[DOCUMENT TEXT]
#####

The Venerable John Henry Cardinal Newman (February 21, 1801 – August 11, 1890) was an English convert to Catholicism, later made a cardinal.

Sourced

  • Lead, Kindly Light, amid the encircling gloom,
    Lead Thou me on!
    The night is dark, and I am far from home—
    Lead Thou me on!
    Keep Thou my feet: I do not ask to see
    The distant scene,—one step enough for me.
  • And with the morn those angel faces smile
    Which I have loved long since and lost awhile.
  • May He support us all the day long, till the shades lengthen, and the evening comes, and the busy world is hushed, and the fever of life is over, and our work is done! Then in His mercy may He give us safe lodging, and a holy rest, and peace at the last!
  • Firmly I believe and truly God is Three, and God is One;
    And I next acknowledge duly Manhood taken by the Son.
  • So living Nature, not dull Art,
    Shall plan my ways and rule my heart.
  • Ex umbris et imaginibus in vertitatem!
    • Translation: From shadows and symbols into the truth!
    • His own epitaph at Edgbaston
  • Flagrant evils cure themselves by being flagrant.

Lectures on the Present Position of Catholics in England (1851)

  • After he had gone over the mansion, his entertainer asked him what he thought of the splendours it contained; and he in reply did full justice to the riches of its owner and the skill of its decorators, but he added, "Lions would have fared better, had lions been the artists."
    • Lecture I, Section 1
  • Nothing would be done at all, if a man waited till he could do it so well, that no one could find fault with it.
    • Lecture IX

The Idea of a University (1873)

  • There is a knowledge which is desirable, though nothing come of it, as being of itself a treasure, and a sufficient remuneration of years of labor.
    • Discourse V, pt. 6
  • Knowledge is one thing, virtue is another.
    • Discourse V, pt. 9
  • The world is content with setting right the surface of things.
    • Discourse VIII, pt. 8
  • A great memory does not make a philosopher, any more than a dictionary can be called grammar.
    • Discourse VIII, pt. 10

An Essay on the Development of Christian Doctrine (1878)

  • To be deep in history is to cease to be protestant.
    • Introduction, Part 5

Unsourced

  • Where good and ill together blent,
    Wage an undying strife.
    • A Martyr Convert.
  • There is in stillness oft a magic power
    To calm the breast when struggling passions lower,
    Touched by its influence, in the soul arise
    Diviner feelings, kindred with the skies.
    • Solitude.

Attributed

  • Ability hits the mark where presumption overshoots and diffidence falls short.
  • To live is to change, and to perfect life is to have changed often.

#####

(Object point labels)
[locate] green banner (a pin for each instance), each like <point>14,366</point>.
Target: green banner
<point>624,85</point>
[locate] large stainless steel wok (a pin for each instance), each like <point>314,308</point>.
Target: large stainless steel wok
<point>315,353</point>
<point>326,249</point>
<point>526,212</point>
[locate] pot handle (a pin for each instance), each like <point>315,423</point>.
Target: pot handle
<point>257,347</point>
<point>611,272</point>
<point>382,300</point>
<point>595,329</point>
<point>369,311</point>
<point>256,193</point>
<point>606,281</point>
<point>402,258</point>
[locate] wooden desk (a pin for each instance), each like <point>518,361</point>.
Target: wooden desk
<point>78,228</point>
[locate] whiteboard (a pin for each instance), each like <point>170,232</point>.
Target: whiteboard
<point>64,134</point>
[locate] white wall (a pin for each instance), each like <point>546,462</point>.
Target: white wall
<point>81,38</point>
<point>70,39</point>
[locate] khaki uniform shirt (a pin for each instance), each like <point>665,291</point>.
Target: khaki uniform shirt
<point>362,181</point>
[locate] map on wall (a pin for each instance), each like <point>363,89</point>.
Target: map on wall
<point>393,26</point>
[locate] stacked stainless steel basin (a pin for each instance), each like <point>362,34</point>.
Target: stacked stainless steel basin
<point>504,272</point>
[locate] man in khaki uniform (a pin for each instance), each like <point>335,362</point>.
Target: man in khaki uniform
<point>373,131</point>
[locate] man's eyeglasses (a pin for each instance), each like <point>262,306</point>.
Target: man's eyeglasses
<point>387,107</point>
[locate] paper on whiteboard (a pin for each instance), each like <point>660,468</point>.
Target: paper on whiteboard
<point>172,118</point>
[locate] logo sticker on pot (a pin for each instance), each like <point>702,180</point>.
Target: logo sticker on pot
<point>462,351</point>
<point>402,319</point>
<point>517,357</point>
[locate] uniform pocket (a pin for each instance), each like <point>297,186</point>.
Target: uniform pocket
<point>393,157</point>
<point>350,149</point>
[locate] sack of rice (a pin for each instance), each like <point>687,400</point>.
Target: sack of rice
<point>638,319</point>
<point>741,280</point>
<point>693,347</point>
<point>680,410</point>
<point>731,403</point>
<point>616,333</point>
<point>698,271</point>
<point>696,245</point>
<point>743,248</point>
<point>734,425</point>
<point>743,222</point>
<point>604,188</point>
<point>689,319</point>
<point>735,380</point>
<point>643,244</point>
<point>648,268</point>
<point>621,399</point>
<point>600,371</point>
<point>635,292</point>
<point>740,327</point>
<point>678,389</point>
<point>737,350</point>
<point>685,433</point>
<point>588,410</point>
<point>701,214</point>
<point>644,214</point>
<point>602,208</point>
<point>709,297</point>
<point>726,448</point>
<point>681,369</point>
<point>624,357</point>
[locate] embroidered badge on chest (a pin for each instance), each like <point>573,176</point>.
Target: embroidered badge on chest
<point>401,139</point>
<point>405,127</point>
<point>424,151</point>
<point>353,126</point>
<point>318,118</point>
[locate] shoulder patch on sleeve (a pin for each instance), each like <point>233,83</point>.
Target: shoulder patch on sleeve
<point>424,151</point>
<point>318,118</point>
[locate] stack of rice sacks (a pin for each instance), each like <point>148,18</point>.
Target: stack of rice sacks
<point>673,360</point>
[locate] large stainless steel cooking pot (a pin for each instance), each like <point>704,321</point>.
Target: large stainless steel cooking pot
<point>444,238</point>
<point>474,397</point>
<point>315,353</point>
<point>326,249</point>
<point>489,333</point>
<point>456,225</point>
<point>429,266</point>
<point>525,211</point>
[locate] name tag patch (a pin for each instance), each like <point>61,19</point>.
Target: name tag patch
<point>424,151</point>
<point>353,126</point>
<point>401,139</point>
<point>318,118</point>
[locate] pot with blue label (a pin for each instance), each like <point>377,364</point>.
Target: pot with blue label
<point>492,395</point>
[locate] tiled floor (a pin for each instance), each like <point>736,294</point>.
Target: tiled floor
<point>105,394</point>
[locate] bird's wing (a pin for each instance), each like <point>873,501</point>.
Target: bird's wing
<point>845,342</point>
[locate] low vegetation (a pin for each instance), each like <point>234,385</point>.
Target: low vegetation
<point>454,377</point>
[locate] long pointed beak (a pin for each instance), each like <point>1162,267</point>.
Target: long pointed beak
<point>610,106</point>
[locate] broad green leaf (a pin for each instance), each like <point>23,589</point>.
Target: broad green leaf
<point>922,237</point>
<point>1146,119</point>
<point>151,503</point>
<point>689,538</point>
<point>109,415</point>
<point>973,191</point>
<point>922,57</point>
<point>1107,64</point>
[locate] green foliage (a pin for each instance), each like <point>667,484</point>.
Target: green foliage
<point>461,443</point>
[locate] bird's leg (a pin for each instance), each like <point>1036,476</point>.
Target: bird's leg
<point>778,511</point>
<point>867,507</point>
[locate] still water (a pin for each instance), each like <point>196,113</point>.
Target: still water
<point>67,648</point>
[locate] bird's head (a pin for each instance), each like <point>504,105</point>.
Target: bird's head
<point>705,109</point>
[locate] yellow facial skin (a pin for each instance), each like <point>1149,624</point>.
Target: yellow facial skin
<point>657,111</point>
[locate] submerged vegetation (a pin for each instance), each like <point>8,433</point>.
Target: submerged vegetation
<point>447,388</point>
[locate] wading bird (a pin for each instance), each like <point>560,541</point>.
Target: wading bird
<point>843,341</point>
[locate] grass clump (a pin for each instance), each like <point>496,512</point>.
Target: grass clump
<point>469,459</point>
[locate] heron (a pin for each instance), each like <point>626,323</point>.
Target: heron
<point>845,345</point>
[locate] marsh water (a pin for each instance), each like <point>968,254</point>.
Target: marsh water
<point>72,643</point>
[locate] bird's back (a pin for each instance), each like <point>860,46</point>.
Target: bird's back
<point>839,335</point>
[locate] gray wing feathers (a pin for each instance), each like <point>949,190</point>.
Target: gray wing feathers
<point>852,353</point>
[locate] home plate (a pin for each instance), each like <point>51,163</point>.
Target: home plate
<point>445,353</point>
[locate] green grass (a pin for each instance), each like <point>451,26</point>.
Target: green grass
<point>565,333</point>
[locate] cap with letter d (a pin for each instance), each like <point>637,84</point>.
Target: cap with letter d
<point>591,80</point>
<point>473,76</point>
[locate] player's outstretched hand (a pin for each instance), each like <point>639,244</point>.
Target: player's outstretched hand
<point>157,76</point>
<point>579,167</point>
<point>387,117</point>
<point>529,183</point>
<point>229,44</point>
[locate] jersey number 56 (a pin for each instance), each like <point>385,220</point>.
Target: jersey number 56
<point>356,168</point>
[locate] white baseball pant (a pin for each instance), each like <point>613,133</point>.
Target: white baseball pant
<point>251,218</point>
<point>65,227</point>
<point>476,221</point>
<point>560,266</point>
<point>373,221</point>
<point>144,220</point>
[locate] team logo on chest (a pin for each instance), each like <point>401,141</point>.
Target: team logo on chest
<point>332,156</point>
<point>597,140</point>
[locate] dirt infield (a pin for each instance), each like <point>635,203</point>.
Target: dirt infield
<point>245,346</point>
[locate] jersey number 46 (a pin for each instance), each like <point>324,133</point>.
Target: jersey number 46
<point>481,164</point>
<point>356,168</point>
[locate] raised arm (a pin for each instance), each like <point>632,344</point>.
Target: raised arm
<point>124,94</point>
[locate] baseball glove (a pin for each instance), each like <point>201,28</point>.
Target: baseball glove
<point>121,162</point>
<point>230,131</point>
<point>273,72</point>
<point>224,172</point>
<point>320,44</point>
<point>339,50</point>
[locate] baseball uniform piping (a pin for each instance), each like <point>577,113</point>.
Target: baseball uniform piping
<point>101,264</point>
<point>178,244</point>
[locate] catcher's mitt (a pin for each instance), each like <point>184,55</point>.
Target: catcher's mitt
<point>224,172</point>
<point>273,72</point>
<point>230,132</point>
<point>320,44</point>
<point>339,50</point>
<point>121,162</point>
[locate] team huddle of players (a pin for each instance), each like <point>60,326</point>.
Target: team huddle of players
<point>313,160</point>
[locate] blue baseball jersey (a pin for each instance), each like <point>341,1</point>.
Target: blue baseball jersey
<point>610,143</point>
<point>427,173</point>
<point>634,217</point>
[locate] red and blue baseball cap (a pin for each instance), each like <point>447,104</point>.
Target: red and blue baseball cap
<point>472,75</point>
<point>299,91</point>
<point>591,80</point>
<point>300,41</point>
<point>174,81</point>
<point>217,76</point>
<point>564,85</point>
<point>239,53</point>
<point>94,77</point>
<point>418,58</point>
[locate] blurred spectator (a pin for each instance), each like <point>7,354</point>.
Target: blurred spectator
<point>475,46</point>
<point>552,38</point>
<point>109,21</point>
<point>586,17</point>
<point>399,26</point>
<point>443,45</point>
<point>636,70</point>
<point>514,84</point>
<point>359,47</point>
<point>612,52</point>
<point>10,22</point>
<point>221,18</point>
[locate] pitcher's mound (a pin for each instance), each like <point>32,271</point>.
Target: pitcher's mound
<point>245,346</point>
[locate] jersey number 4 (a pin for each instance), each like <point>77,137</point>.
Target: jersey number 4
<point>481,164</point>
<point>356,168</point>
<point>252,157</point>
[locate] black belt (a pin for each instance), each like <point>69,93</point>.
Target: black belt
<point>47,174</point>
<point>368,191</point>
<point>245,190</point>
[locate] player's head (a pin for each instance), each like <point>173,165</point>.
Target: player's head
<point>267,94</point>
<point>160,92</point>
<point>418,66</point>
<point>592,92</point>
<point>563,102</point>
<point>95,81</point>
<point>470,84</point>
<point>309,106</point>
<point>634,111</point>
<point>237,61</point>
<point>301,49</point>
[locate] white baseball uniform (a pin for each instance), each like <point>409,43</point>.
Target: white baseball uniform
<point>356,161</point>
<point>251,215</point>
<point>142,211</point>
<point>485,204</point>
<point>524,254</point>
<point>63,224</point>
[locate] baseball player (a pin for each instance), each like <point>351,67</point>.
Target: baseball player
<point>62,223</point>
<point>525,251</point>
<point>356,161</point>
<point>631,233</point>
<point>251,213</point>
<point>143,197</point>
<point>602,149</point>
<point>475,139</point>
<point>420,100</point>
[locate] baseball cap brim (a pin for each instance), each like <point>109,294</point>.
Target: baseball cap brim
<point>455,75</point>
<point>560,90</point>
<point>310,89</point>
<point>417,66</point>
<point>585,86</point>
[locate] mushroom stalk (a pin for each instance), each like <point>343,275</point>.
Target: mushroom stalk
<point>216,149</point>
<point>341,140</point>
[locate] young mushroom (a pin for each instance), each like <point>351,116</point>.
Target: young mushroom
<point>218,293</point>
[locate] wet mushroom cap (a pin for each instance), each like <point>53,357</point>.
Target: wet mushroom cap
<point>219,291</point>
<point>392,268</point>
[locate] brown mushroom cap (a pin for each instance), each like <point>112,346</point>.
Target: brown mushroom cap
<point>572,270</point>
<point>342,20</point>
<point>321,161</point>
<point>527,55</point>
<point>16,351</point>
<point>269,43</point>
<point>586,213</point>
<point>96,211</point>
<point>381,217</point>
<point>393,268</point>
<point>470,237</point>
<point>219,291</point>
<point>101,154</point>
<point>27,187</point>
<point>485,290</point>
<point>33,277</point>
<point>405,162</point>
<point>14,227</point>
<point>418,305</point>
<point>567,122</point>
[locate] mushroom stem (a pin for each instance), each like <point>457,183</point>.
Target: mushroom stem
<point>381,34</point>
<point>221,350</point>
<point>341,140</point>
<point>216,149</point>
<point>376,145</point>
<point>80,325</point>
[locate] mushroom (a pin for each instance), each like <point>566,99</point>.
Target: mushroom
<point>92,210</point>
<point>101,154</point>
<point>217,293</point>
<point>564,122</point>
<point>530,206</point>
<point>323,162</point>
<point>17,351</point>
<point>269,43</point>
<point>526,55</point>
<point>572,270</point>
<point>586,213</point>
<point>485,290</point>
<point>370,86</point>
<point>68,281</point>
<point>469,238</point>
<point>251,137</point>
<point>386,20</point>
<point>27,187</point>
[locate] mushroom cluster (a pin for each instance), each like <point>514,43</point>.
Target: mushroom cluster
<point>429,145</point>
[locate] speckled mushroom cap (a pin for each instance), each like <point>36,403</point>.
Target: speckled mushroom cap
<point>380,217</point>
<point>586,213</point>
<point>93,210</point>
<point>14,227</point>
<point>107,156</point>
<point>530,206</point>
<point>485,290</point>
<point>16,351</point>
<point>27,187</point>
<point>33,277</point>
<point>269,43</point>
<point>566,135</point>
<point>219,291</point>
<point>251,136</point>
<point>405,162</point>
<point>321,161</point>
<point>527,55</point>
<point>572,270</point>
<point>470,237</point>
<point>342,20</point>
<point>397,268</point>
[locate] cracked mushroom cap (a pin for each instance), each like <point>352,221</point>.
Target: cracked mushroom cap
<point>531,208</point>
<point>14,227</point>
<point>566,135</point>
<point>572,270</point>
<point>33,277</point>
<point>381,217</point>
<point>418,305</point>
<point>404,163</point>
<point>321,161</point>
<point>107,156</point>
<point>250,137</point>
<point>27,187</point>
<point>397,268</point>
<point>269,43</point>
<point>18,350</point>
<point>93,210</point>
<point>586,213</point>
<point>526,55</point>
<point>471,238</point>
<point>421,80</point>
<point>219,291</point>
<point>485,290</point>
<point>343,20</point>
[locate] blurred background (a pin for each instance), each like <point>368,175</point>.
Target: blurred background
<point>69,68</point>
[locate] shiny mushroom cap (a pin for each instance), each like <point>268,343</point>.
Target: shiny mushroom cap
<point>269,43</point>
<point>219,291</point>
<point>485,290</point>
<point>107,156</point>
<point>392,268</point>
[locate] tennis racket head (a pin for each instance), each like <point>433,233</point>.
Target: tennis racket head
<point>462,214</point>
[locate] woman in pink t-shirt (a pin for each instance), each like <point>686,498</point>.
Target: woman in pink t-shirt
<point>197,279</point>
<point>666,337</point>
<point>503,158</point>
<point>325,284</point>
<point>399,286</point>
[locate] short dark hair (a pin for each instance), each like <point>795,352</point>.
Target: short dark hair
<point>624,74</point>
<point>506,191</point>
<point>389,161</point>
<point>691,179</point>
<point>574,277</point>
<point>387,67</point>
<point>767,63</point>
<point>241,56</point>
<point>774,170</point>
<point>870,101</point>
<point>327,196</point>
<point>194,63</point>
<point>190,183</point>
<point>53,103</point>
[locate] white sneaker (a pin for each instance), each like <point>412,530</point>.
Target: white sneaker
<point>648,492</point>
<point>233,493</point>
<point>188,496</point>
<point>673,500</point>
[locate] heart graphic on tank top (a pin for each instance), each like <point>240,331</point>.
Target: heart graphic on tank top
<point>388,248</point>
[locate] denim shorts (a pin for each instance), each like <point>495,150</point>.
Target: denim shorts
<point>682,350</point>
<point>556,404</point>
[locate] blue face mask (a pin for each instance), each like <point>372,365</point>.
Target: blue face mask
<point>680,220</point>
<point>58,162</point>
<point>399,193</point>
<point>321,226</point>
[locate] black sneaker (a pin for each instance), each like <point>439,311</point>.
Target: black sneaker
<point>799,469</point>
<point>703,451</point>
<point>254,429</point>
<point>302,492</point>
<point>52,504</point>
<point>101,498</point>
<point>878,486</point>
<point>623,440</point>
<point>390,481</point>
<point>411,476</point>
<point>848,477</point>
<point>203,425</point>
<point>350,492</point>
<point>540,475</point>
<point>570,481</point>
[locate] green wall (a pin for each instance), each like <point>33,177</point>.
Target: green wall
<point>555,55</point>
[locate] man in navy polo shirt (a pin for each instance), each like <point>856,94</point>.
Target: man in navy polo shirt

#####

[SHORT TASK]
Answer these questions from the Newman quotations, one per line:
1. On what date was Newman born?
2. Which lecture is cited for "Nothing would be done at all, if a man waited till he could do it so well"?
3. What year is given for The Idea of a University?
These entries are unrelated to the Newman quotations.

[ANSWER BELOW]
1. February 21, 1801
2. Lecture IX
3. 1873